- [Records for processing]:
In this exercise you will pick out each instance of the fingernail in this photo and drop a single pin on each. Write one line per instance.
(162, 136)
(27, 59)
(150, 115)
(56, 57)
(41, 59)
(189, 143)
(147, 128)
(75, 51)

- [Exercise details]:
Reproduce every one of the records above word for word, line by line.

- [Task response]:
In this exercise you will pick out each instance of the fingernail in this photo and drop a single pin on each. Write one line per instance.
(162, 136)
(27, 59)
(150, 115)
(56, 57)
(41, 59)
(189, 143)
(147, 128)
(75, 51)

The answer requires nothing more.